EXERCISE TASKS:
1. In the ruling on leave to appeal, what amount of security for costs did the alternative claim seek?
2. In the listing, copy the lines verbatim, starting at the line that contains "Target: gray pole" and stopping after the line that contains "column 343, row 148".

TEXT PASSAGE:
++++

Application failed as the
standard for declaring a litigant vexatious is demanding and an order
to that effect is not easily made.
RULING
ON LEAVE TO APPEAL
EVERETT,
AJ
Introduction
[1]
This is an application for leave to appeal part of an order delivered
on 6 May 2016. The application appears to be
made timeously
but it was brought to my attention several months later. The parts of
the order in which appeal is noted are:

2.
The Rule 11 application, in the context of this application, is
dismissed.
3.
There is no order as to costs.”
Background
[2]
The third respondent had applied in terms of rule 11 of the Rules of
this Court to have the respondent declared a vexatious
litigant,
alternatively an order preventing Mr Andile Aaron Maseko (Mr
Maseko) from proceeding with litigation against the
company until a
costs order granted against him has been secured or paid.
[3]
The rule 11 application arises within an application for review of a
condonation ruling, launched by Mr Maseko, of a condonation

ruling issued by Mr Bhekinhlanhla Mthethwa a panelist of
the National Bargaining Council for the Chemical Industry.
[4]
The basis for the application for leave to appeal is essentially
that:
4.1
I failed, so it is claimed, to take into account the history of the
litigation between the
parties in dismissing the rule 11 application
and construed it narrowly in the context of the review application
when it was much
broader; and
4.2
I failed to consider and pronounce on the alternative claim that the
applicant be ordered
to pay all outstanding legal fees before
continuing with litigation or, alternatively, provide security for
costs in the amount
of R181 661.00.
[7]
It is not necessary to summarise the history of the litigation
between the parties which is captured in the written judgment.
The
essence of my decision was that the rule 11 application to declare
Mr Maseko a vexatious litigator had to fail because,
in order to
succeed,
all
the litigation he had instituted would
have had to be without merit and I had not found the application for
review of the condonation
ruling to be without merit.
[8]
The following is an extract of my judgment at paras 17 to 19:

Rule 11
application
[17]
The parties addressed me on the Rule 11 application. For it to
succeed, the current review application
and numerous others in the
history of the litigation between the two parties would need to be
found to be vexatious. Two cases
at the Labour Court and a series of
appeals or petitions - even to the highest court in the land - is
not, on the face of it, vexatious
and the test to declare a person a
vexatious litigant is much more demanding.

++++

MATERIAL FOR THIS TASK:
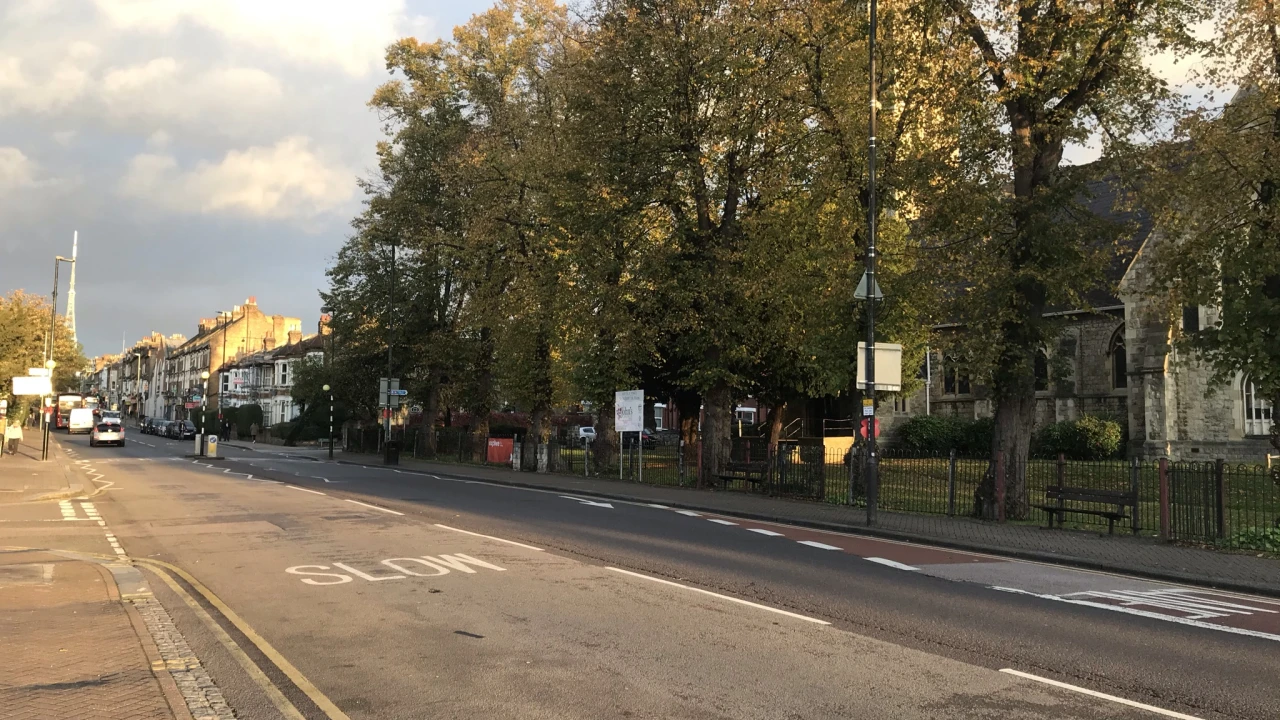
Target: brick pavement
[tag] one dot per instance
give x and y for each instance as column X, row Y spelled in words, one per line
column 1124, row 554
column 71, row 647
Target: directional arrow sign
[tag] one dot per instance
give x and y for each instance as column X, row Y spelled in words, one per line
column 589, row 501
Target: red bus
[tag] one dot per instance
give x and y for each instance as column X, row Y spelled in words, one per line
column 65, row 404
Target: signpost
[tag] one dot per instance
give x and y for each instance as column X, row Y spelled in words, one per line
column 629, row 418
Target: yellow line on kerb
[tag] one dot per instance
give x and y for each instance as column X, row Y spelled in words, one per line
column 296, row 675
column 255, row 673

++++

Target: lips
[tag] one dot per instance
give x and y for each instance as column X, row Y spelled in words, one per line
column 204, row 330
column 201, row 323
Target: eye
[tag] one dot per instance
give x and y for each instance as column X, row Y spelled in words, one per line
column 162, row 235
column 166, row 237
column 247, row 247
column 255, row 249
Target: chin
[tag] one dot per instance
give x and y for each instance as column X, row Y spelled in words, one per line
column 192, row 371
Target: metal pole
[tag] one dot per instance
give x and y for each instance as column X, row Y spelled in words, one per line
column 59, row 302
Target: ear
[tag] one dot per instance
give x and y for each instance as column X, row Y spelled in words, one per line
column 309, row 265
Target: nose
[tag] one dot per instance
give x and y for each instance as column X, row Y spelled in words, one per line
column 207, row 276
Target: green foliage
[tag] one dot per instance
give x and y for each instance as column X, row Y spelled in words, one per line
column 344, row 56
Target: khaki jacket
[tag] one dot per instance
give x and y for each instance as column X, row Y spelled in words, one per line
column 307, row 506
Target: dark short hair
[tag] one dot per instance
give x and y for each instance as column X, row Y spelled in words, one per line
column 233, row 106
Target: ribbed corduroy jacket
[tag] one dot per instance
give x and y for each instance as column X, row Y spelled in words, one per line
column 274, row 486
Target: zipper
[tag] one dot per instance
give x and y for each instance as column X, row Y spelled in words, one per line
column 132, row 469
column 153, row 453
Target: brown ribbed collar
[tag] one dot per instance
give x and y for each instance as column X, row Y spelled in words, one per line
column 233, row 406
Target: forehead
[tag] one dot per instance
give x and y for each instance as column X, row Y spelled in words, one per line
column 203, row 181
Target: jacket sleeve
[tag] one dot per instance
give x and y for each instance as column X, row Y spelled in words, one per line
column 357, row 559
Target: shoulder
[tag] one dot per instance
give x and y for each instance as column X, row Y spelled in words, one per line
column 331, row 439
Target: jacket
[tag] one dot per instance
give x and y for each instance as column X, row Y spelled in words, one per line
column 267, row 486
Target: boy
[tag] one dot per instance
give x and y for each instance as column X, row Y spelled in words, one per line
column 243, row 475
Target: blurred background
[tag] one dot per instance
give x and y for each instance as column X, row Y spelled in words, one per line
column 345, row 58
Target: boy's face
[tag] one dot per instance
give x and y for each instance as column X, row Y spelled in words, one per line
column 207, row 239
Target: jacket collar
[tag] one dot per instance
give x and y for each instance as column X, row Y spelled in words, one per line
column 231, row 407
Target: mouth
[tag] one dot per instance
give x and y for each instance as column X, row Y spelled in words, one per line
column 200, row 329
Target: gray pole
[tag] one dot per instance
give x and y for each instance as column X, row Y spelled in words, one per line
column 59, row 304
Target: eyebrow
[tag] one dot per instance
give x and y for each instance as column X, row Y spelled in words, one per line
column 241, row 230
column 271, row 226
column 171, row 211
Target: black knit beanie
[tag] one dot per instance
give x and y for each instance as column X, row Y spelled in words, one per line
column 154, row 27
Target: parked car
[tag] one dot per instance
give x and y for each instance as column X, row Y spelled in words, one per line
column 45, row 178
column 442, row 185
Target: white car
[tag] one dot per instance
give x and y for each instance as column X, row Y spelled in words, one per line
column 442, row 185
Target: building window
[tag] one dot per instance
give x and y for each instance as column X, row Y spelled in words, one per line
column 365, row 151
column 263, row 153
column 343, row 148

++++

RESPONSE LIST:
1. R181 661.00.

2.
Target: gray pole
[tag] one dot per instance
give x and y for each instance as column X, row Y spelled in words, one per line
column 59, row 304
Target: eyebrow
[tag] one dot per instance
give x and y for each instance as column X, row Y spelled in words, one per line
column 241, row 230
column 271, row 226
column 171, row 211
Target: black knit beanie
[tag] one dot per instance
give x and y for each instance as column X, row Y spelled in words, one per line
column 154, row 27
Target: parked car
[tag] one dot per instance
give x and y for each instance as column X, row Y spelled in words, one per line
column 45, row 178
column 442, row 185
Target: white car
[tag] one dot per instance
give x and y for each instance as column X, row Y spelled in words, one per line
column 442, row 185
Target: building window
[tag] one dot per instance
give x and y for each instance as column X, row Y spelled in words, one per line
column 365, row 151
column 263, row 153
column 343, row 148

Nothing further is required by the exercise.